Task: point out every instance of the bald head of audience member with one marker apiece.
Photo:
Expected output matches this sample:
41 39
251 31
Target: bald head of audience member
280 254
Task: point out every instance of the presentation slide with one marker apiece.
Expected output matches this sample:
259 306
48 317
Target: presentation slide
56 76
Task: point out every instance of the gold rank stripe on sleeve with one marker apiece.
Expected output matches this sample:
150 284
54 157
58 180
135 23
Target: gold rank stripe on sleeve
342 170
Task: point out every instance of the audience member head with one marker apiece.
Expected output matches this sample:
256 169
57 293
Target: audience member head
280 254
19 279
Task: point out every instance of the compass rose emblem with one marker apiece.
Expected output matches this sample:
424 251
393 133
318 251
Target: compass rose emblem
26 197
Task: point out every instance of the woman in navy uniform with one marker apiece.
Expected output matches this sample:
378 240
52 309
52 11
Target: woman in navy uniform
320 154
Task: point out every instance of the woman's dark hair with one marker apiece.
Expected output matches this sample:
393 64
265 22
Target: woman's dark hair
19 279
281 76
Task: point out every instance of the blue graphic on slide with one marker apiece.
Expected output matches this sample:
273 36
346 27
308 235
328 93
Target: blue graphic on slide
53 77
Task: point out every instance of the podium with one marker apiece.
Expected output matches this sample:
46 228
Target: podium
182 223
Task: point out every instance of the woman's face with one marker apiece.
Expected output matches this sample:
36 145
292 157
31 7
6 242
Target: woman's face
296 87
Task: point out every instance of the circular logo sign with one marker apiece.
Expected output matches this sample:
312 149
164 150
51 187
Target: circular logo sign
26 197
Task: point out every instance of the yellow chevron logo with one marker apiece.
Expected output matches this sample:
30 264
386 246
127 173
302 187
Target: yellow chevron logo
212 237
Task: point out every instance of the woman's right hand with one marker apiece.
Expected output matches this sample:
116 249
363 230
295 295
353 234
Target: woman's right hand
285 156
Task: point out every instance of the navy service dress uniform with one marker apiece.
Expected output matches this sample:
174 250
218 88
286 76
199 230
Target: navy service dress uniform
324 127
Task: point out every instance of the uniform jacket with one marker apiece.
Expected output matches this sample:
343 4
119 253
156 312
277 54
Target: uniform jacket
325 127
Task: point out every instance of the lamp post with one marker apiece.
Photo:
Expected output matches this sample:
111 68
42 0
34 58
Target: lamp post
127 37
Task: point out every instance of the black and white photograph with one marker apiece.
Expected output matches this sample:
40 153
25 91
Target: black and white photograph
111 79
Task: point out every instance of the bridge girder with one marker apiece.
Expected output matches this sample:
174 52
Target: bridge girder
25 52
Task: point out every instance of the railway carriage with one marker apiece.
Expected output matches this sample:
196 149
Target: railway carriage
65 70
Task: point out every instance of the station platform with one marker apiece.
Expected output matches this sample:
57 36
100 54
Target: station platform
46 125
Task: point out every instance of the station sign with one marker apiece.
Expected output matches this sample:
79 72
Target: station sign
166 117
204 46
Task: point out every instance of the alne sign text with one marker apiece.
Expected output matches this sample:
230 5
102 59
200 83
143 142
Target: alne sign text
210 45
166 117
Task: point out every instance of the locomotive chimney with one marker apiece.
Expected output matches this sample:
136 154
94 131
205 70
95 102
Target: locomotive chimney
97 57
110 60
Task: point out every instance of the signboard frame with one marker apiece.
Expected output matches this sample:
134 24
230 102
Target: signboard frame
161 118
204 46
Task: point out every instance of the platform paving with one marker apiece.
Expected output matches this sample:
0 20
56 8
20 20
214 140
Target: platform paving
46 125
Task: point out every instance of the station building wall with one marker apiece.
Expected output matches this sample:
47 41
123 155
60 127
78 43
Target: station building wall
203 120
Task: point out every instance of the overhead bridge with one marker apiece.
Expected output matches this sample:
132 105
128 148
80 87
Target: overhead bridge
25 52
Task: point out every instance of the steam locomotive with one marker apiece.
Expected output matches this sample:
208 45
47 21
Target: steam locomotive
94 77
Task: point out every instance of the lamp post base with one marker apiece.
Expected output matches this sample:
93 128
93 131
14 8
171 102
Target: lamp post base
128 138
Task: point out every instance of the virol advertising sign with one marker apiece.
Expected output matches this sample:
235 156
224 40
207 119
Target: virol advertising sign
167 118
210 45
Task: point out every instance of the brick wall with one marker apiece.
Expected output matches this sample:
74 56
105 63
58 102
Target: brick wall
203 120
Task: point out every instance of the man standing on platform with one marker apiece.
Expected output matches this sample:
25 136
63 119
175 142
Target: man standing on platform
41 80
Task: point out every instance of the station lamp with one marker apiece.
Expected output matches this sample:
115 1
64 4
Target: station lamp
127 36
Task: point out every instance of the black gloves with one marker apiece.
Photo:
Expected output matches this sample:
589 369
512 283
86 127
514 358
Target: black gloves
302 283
★ ★ ★
Exercise goal: Rewrite all of the entries above, substituting "point" for every "marker" and leaving everything else unchanged.

Response below:
Task: point out every instance of the bald head of audience member with one point apiece.
Photo:
Expected output matches this sample:
41 39
251 31
Target: bald head of audience member
280 254
Task: point out every instance of the presentation slide with one point apiece.
Expected output matches this sample:
259 306
48 317
Target: presentation slide
56 76
Task: point out every instance of the gold rank stripe on sleeve with one point apiece.
Expected output matches this sample:
150 284
54 157
58 180
135 23
Target: gold rank stripe on sleeve
342 170
Task: point out every instance of the audience member head with one point apiece.
Expected output matches this sample:
256 169
57 293
Target: audience member head
280 254
19 279
Task: point out every instance of the compass rose emblem with one point apiece.
Expected output matches this sample:
424 251
393 133
318 251
Target: compass rose emblem
26 197
Task: point out every instance of the woman in navy uniform with one point apiece.
Expected output matches this sample:
378 240
52 309
52 11
Target: woman in navy uniform
320 154
Task: point out every instance of the woman's dark hair with one point apiece.
Expected output matches this sample:
393 64
265 22
Target: woman's dark hair
19 279
281 76
Task: point out every instance of the blue graphic on slide with one point apiece.
Expected output matches this sample:
273 36
346 27
308 235
328 93
Target: blue graphic on slide
53 77
Task: point out every instance of the podium with one point apiece.
Expected output matches this sample:
46 228
Target: podium
182 223
Task: point out every instance of the woman's face with one point apiece.
Expected output matches this sample:
36 145
292 157
31 7
6 242
Target: woman's face
296 87
Task: point out every instance of the circular logo sign with one point apiece.
Expected output matches this sample:
312 149
164 150
51 187
Target: circular logo sign
26 197
Task: point out every instance of the yellow chevron logo with one point apiece.
Expected output matches this sample:
30 264
386 246
127 173
302 187
Target: yellow chevron logo
212 237
Task: point out every instance of the woman's right hand with one point apiece.
Expected output matches this sample:
116 249
363 230
295 295
353 234
Target: woman's right hand
285 156
Task: point out every instance of the navy service dress uniform with one point apiece.
Expected output matches this sample:
174 250
218 88
286 76
199 230
Target: navy service dress uniform
324 127
Task: point out every instance of the uniform jacket with one point apiece.
Expected output matches this sample:
343 4
119 253
156 312
277 54
Target: uniform jacket
325 127
Task: point out every instance of the lamp post with one point apiece.
Photo:
Expected output matches this sample:
111 68
42 0
34 58
Target: lamp post
127 37
Task: point out every instance of the black and white photograph with one point apiece.
Expected output matches this sample:
40 153
25 91
Target: black and white photograph
111 79
Task: point out every instance of the bridge girder with one point apiece.
Expected output matches this sample:
174 52
Target: bridge girder
25 52
Task: point out every instance of the railway carriage with one point apiece.
Expected output matches this sample:
196 149
Target: railway carriage
65 70
Task: point out every instance of the station platform with one point apiece.
Expected output matches this sample:
57 36
100 54
Target: station platform
46 125
Task: point out every instance of the station sign with one point apiece.
Expected output matches this sample:
79 72
Target: station sign
166 117
204 46
Task: point out every instance of the alne sign text with one point apiece.
Expected output matches this sample:
230 5
102 59
200 83
143 142
Target: alne sign text
210 45
166 117
Task: point out every instance of the locomotive chimney with one point apiece.
Expected output matches this sample:
136 154
94 131
205 70
95 102
Target: locomotive chimney
97 57
110 60
Task: point out every instance of the signboard frame with one point apiece.
Expected output matches this sample:
134 24
230 102
Target: signboard frame
161 118
204 46
Task: point out every instance of the platform paving with one point apiece.
Expected output matches this sample:
0 20
56 8
20 20
214 140
Target: platform paving
46 125
Task: point out every instance of the station building wall with one point apiece.
Expected output matches this sample:
47 41
123 155
60 127
78 43
Target: station building wall
203 120
Task: point out every instance of the overhead bridge with one point apiece.
Expected output matches this sample:
132 105
128 148
80 87
Target: overhead bridge
25 52
Task: point out every instance of the steam locomotive with one point apiece.
Expected output matches this sample:
208 45
47 21
Target: steam locomotive
94 77
Task: point out every instance of the lamp post base with one point apiece.
Expected output matches this sample:
93 128
93 131
14 8
171 102
Target: lamp post base
128 138
Task: point out every instance of the virol advertising sign with one point apiece.
Expected output matches this sample:
235 156
224 40
207 119
Target: virol advertising sign
167 118
210 45
Task: point out every instance of the brick wall with one point apiece.
Expected output matches this sample:
74 56
105 63
58 102
Target: brick wall
203 120
Task: point out every instance of the man standing on platform with one point apiece.
Expected output matches this sample:
25 136
63 119
175 142
Target: man standing on platform
41 80
Task: point out every instance of the station lamp with one point apiece.
Expected output matches this sample:
115 1
64 4
Target: station lamp
127 36
Task: point out every instance of the black gloves with one point apiece.
Photo:
Expected output matches this sample:
589 369
512 283
86 127
514 358
Target: black gloves
302 283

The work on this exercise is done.